Written exercise 1:
According to the blog post, by what point does the writer aim to have everything for the show finished?

Article:
[Begin]
Thursday, February 11, 2010

Show at Motyka Fine Arts

It is that time of year again, yes the annual rush to finish painting a show in time.  I have most of the work made and painted already.  Since March is shaping up to be quite the busy time for me, I am endeavoring to have everything done by the end of February.  I am painting at multiple sites and using the regular studio as a workshop for building supports.  So far it is working out well.  However I feel old and tired when looking at the work.  In some cases I have grown as a painter, but in others I have not.  

I am continually looking on the web for  synchronicites.  I believe that Western art is coming to a conclusion (at least for this period).  There is always an ism, or what the critics consider book ends that will help them to figure out when one things ends and another begins.  Is this always the case?  Its hard to say whether there has to be anything at all that would describe these types of historic events.

I'm sure that there were plenty of artists that have fallen outside the book ends and have failed to receive adequate attention during their lifetime, or posthumously, as well put into perspective, repositioned and included in the faithful list of iconic artists from so and so time and ism.  What happens when there are no more isms?  Or worse, the lack of one is so blatant and troubling that they begin to try to fit square pegs into round holes.
[End]
Written exercise 2:
Report how many lines of the rows contain the string "brown", treating case as significant. Give only the number.

Data supplied:
[Begin]
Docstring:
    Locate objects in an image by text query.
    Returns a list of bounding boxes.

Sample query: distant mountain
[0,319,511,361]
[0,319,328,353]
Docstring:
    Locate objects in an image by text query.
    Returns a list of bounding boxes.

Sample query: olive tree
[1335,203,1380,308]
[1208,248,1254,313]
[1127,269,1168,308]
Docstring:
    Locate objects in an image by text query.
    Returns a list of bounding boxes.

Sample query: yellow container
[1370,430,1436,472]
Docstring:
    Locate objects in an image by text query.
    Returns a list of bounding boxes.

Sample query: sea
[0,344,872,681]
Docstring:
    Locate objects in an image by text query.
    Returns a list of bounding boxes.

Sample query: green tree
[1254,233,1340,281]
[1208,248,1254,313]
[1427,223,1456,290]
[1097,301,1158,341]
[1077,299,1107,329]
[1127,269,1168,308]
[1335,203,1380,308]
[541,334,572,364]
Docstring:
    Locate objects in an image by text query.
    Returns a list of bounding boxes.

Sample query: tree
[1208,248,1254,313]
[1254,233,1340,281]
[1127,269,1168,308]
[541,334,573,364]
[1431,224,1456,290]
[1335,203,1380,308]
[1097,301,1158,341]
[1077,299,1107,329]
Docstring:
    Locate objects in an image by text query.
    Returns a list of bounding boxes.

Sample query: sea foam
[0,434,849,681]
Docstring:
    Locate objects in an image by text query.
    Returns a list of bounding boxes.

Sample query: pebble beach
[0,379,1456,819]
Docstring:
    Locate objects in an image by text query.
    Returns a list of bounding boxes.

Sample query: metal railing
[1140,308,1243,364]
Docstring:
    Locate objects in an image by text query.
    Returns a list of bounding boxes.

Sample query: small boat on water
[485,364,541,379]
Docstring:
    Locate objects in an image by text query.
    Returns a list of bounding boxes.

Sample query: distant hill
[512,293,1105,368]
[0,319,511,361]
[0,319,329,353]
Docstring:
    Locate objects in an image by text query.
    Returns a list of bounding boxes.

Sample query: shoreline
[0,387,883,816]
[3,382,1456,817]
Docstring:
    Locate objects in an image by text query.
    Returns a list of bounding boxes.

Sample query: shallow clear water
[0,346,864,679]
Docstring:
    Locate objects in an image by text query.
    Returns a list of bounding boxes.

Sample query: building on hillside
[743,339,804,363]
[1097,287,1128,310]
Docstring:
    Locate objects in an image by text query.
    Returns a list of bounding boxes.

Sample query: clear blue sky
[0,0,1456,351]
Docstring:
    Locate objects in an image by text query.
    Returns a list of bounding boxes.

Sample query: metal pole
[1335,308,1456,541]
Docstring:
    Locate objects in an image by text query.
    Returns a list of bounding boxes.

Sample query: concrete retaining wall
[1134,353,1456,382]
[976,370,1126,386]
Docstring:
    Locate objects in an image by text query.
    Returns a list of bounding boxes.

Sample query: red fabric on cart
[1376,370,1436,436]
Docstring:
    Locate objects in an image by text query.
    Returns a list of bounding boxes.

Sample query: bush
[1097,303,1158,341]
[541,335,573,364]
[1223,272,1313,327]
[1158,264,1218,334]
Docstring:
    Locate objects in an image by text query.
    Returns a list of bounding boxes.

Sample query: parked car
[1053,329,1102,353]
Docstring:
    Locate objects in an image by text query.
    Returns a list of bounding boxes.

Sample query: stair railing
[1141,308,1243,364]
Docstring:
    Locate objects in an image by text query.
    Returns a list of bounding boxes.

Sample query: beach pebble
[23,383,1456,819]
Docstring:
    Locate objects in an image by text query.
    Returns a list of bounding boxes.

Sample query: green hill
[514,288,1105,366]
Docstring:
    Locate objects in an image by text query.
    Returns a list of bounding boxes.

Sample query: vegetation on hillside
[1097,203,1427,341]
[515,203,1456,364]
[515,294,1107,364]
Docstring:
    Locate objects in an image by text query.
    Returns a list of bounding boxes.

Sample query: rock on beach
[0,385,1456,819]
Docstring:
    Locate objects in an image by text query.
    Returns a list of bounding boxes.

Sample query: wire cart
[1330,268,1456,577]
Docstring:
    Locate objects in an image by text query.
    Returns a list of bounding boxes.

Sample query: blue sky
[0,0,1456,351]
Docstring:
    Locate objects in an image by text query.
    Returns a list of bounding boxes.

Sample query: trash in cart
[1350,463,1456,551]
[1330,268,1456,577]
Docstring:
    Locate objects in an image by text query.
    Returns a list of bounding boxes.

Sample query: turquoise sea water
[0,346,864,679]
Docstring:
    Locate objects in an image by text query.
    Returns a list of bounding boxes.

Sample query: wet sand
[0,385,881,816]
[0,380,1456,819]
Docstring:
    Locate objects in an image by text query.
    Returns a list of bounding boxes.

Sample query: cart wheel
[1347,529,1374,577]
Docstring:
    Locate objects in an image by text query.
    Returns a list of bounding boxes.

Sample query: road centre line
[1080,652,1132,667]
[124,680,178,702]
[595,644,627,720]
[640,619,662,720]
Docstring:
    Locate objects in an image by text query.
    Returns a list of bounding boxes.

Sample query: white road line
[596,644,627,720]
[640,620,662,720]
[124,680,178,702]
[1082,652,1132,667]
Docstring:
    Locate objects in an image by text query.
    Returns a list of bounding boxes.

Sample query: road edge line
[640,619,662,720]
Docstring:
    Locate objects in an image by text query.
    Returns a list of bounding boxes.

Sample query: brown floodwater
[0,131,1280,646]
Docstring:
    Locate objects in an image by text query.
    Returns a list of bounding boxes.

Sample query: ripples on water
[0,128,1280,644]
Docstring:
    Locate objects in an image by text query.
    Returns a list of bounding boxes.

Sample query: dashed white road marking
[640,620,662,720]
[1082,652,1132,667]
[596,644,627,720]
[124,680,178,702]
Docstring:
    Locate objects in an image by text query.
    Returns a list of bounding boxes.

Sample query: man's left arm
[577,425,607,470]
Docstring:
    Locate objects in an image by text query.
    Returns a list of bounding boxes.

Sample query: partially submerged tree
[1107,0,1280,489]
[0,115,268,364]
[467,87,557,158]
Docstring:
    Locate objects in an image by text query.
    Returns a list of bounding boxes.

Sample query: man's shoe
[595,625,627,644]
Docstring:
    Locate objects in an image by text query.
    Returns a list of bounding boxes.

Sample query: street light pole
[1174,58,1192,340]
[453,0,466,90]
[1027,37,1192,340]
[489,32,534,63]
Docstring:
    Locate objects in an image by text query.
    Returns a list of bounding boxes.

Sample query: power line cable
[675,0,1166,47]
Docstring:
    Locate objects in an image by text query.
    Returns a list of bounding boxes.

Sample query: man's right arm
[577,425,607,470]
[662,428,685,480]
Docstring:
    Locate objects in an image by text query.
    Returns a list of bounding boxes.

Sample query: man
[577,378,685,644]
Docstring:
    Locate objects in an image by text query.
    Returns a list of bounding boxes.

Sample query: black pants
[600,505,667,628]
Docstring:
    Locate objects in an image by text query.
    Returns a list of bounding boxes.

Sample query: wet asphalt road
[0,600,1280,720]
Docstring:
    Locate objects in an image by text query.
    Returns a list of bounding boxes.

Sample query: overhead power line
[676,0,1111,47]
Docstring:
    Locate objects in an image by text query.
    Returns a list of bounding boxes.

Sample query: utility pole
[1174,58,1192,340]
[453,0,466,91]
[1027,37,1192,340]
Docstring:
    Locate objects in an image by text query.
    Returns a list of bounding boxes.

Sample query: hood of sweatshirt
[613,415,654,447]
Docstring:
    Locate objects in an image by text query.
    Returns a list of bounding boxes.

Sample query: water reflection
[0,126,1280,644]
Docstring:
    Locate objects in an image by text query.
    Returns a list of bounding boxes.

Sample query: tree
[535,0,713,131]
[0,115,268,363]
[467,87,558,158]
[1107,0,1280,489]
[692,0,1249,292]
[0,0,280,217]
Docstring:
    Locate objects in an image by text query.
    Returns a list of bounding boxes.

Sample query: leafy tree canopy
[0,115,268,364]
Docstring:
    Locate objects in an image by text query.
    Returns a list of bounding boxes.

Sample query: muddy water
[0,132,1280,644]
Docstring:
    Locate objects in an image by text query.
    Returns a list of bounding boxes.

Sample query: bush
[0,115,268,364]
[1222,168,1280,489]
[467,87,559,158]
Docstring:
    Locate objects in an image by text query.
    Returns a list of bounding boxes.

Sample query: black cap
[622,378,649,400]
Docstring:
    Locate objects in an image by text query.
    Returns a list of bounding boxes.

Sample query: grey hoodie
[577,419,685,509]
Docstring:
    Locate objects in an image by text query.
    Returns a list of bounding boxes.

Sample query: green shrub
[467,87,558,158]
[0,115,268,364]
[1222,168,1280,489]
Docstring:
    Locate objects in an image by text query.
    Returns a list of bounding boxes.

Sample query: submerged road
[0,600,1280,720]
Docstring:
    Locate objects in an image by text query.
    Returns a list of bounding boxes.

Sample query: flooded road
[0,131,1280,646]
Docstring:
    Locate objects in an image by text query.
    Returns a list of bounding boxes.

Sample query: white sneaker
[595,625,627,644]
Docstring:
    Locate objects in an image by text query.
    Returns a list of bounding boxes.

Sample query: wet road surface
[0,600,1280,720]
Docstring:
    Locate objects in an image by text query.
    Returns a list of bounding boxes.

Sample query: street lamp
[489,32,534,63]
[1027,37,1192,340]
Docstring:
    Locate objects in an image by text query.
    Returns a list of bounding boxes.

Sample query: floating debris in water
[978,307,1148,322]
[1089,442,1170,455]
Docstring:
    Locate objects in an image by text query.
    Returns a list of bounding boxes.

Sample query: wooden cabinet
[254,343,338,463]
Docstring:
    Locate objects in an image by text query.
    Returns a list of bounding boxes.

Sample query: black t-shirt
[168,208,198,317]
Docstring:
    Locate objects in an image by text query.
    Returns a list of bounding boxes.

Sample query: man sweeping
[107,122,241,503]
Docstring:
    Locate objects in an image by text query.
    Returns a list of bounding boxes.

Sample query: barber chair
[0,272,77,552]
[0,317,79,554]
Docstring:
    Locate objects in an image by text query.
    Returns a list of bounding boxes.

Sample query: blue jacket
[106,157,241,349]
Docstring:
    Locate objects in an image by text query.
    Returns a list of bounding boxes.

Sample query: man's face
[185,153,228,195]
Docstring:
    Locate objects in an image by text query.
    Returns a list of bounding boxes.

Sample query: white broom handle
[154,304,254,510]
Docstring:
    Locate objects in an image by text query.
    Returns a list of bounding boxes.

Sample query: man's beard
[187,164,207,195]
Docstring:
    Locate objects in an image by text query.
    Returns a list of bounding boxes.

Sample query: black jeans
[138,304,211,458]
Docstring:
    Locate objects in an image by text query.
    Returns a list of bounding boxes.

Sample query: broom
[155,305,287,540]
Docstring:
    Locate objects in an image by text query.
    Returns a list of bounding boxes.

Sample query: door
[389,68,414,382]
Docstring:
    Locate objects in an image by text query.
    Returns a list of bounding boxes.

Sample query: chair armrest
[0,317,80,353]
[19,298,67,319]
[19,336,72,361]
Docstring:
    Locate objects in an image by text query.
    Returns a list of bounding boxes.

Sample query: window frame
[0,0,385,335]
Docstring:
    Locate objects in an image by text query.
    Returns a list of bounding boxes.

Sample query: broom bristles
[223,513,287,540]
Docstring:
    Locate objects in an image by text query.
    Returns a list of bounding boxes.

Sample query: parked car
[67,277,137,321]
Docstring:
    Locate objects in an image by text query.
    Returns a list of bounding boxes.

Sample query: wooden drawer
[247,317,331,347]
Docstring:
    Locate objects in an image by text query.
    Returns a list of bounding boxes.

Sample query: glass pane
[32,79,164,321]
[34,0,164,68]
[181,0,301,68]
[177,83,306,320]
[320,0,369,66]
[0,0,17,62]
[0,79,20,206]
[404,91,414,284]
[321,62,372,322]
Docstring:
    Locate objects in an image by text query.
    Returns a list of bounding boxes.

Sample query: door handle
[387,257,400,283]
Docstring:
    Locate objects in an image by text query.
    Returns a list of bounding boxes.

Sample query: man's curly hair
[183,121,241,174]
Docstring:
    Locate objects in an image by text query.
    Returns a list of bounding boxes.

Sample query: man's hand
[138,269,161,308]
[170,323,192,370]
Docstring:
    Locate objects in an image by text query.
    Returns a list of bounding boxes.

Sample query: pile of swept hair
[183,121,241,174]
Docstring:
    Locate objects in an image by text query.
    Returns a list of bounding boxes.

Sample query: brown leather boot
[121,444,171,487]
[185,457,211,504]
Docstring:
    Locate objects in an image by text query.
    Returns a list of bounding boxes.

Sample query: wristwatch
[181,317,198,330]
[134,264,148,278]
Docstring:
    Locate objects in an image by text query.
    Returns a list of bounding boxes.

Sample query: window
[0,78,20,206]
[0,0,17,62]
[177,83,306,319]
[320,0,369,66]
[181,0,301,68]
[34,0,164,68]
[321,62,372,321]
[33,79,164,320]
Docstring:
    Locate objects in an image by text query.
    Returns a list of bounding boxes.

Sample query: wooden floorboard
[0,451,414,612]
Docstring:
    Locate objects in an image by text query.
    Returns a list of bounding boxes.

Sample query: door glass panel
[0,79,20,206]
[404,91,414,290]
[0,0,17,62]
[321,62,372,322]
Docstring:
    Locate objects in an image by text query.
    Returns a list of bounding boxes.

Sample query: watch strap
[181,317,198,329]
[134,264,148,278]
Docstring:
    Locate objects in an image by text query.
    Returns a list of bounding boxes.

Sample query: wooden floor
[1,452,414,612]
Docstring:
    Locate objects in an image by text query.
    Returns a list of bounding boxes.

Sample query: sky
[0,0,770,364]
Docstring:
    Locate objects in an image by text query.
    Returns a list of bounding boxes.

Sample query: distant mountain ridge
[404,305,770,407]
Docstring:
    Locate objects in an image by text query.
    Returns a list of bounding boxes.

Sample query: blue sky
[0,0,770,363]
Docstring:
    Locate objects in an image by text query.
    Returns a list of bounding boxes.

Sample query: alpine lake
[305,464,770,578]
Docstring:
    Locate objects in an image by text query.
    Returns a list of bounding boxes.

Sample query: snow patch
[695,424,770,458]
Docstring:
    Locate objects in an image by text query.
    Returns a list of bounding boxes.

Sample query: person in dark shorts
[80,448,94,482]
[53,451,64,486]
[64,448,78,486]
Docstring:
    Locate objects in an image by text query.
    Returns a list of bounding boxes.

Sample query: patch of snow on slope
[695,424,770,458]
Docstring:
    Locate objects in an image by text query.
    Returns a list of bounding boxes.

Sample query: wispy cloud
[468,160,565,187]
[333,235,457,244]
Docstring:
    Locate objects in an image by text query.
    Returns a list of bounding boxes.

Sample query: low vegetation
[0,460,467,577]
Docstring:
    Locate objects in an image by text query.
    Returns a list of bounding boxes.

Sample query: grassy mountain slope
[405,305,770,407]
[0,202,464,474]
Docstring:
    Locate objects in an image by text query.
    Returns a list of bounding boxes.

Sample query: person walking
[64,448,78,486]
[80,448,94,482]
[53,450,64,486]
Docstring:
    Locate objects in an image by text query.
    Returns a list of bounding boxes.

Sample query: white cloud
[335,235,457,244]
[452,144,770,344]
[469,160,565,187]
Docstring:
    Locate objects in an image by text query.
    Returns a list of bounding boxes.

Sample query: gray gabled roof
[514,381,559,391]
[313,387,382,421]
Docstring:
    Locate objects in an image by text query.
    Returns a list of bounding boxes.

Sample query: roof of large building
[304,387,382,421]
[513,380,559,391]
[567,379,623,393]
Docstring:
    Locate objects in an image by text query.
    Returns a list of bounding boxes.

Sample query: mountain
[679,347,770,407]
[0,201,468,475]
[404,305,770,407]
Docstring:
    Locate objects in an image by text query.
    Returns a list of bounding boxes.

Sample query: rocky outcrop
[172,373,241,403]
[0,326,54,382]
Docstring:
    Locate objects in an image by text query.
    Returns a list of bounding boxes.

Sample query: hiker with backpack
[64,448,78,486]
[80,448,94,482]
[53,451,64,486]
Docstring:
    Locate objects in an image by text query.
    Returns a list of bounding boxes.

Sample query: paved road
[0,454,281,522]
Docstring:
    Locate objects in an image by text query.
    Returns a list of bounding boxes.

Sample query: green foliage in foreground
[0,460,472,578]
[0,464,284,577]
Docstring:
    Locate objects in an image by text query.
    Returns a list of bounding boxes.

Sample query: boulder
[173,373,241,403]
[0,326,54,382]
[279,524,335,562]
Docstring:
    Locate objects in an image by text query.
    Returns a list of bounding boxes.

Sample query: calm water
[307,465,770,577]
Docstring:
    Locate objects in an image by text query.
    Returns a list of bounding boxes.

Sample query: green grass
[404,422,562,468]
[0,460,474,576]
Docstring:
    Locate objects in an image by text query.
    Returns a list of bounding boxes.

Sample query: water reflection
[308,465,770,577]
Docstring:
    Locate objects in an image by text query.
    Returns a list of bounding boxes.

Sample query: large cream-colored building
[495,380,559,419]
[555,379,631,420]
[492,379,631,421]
[End]
Reply 1:
By the end of February.

Reply 2:
2